# [Excerpted data]
⟨

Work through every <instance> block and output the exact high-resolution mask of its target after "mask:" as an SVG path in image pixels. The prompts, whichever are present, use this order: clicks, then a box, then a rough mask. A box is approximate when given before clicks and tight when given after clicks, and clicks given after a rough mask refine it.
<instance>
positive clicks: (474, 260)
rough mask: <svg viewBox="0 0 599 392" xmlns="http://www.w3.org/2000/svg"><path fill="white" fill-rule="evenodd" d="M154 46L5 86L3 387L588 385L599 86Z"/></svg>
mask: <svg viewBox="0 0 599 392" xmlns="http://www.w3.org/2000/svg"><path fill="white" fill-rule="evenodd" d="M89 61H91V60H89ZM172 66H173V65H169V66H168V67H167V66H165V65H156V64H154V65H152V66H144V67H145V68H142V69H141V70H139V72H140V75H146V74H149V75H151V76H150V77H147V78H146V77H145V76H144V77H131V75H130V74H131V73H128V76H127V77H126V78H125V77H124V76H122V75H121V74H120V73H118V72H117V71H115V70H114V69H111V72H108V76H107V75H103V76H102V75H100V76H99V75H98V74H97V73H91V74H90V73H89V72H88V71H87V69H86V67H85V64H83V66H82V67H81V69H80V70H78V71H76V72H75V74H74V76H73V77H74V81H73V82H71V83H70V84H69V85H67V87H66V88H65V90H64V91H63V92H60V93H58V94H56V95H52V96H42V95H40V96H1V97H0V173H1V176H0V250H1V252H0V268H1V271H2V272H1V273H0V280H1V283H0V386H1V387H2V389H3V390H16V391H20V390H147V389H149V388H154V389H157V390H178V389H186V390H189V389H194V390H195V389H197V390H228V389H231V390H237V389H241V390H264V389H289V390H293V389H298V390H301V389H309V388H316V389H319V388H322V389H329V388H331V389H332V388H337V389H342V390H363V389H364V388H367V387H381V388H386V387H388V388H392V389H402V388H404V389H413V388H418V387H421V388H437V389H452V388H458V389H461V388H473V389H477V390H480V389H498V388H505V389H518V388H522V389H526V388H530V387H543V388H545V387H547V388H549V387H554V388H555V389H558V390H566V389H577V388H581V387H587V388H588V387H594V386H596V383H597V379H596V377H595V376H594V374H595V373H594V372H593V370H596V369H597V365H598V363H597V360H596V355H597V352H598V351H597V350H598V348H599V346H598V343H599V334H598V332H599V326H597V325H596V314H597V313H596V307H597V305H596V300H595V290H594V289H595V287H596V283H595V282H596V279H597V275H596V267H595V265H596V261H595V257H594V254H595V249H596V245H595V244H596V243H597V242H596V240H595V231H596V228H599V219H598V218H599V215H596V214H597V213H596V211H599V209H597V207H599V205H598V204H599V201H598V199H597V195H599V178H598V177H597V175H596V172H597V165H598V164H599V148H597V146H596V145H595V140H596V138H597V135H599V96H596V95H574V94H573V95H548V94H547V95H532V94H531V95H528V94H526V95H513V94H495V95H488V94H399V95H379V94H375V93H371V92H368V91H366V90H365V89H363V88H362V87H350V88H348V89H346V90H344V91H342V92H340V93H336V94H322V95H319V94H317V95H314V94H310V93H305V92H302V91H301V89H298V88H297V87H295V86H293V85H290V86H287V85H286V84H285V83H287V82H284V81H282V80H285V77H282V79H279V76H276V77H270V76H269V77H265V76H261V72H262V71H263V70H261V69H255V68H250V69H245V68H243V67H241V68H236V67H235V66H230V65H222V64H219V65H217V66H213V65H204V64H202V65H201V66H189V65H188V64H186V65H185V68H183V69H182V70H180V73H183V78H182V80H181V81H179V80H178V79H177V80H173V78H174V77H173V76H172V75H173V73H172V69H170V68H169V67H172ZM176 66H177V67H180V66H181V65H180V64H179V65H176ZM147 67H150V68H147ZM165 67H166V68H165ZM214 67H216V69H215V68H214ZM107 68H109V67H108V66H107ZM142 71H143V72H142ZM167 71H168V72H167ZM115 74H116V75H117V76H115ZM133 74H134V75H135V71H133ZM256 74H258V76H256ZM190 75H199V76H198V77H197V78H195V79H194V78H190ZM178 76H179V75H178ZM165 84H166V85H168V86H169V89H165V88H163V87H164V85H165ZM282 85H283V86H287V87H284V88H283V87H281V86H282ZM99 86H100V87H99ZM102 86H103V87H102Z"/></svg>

⟩

# [Task goal]
Set down each line exactly as it appears in the data.

# [Result for this exercise]
Work through every <instance> block and output the exact high-resolution mask of its target after "mask:" as an SVG path in image pixels. The prompts, whichever are present, use this order: clicks, then a box, then a rough mask. A box is approximate when given before clicks and tight when given after clicks, and clicks given after a rough mask refine it.
<instance>
positive clicks: (474, 260)
rough mask: <svg viewBox="0 0 599 392" xmlns="http://www.w3.org/2000/svg"><path fill="white" fill-rule="evenodd" d="M154 46L5 86L3 387L588 385L599 86Z"/></svg>
mask: <svg viewBox="0 0 599 392" xmlns="http://www.w3.org/2000/svg"><path fill="white" fill-rule="evenodd" d="M89 61H91V60H89ZM172 66H173V65H169V66H168V67H167V66H165V65H156V64H154V65H152V66H144V67H145V68H142V69H141V70H139V72H140V75H146V74H149V75H151V76H150V77H147V78H146V77H145V76H144V77H131V75H130V74H131V73H128V76H127V77H126V78H125V77H124V76H122V75H121V74H120V73H118V72H117V71H115V70H114V69H111V72H108V76H107V75H103V76H102V75H100V76H99V75H98V74H97V73H91V74H90V73H89V72H88V71H87V69H86V67H85V64H83V66H82V67H81V69H80V70H78V71H76V72H75V74H74V76H73V77H74V81H73V82H71V83H70V84H69V85H67V87H66V88H65V90H64V91H63V92H60V93H58V94H56V95H52V96H42V95H40V96H1V97H0V173H1V176H0V250H1V252H0V268H1V271H2V272H1V273H0V280H1V283H0V386H1V387H2V389H3V390H16V391H20V390H147V389H149V388H154V389H157V390H178V389H186V390H189V389H194V390H195V389H197V390H228V389H231V390H237V389H241V390H264V389H289V390H293V389H298V390H301V389H309V388H316V389H319V388H322V389H329V388H331V389H332V388H337V389H342V390H363V389H364V388H367V387H381V388H386V387H388V388H392V389H402V388H404V389H413V388H418V387H421V388H437V389H452V388H458V389H461V388H473V389H477V390H480V389H498V388H505V389H518V388H522V389H526V388H530V387H543V388H545V387H547V388H549V387H554V388H555V389H558V390H566V389H577V388H581V387H587V388H588V387H594V386H596V383H597V379H596V377H595V376H594V374H595V373H594V372H593V370H596V369H597V365H598V363H597V360H596V355H597V352H598V351H597V350H598V348H599V346H598V343H599V334H598V332H599V326H597V325H596V314H597V313H596V307H597V305H596V300H595V290H594V289H595V287H596V283H595V282H596V279H597V275H596V267H595V265H596V261H595V257H594V254H595V249H596V245H595V244H596V243H597V242H596V240H595V231H596V228H599V219H598V218H599V215H596V214H597V213H596V211H599V209H597V207H599V205H598V204H599V201H598V199H597V195H599V178H598V177H597V175H596V172H597V165H598V164H599V148H597V146H596V145H595V140H596V138H597V135H599V96H596V95H574V94H573V95H548V94H547V95H532V94H531V95H528V94H526V95H513V94H495V95H488V94H399V95H379V94H375V93H371V92H368V91H366V90H365V89H363V88H362V87H350V88H348V89H346V90H344V91H342V92H340V93H336V94H322V95H319V94H317V95H314V94H310V93H305V92H302V91H301V89H298V88H297V87H295V86H293V85H290V86H287V85H286V84H285V83H287V82H284V81H282V80H285V77H282V79H279V76H276V77H270V76H269V77H265V76H261V72H262V71H263V70H261V69H255V68H250V69H245V68H243V67H241V68H236V67H235V66H230V65H222V64H219V65H217V66H213V65H204V64H202V65H201V66H189V65H188V64H186V65H185V68H183V69H182V70H180V73H183V78H182V80H181V81H179V80H178V79H177V80H173V78H174V77H173V76H172V75H173V73H172V69H170V68H169V67H172ZM176 66H177V67H180V66H181V65H180V64H179V65H176ZM147 67H150V68H147ZM165 67H166V68H165ZM214 67H216V69H215V68H214ZM107 68H109V67H108V66H107ZM142 71H143V72H142ZM167 71H168V72H167ZM115 74H116V75H117V76H115ZM133 74H134V75H135V71H133ZM256 74H258V76H256ZM190 75H199V76H198V77H197V78H195V79H194V78H190ZM178 76H179V75H178ZM165 84H166V85H168V86H169V89H165V88H163V87H164V85H165ZM282 85H283V86H287V87H284V88H283V87H281V86H282ZM99 86H100V87H99ZM102 86H103V87H102Z"/></svg>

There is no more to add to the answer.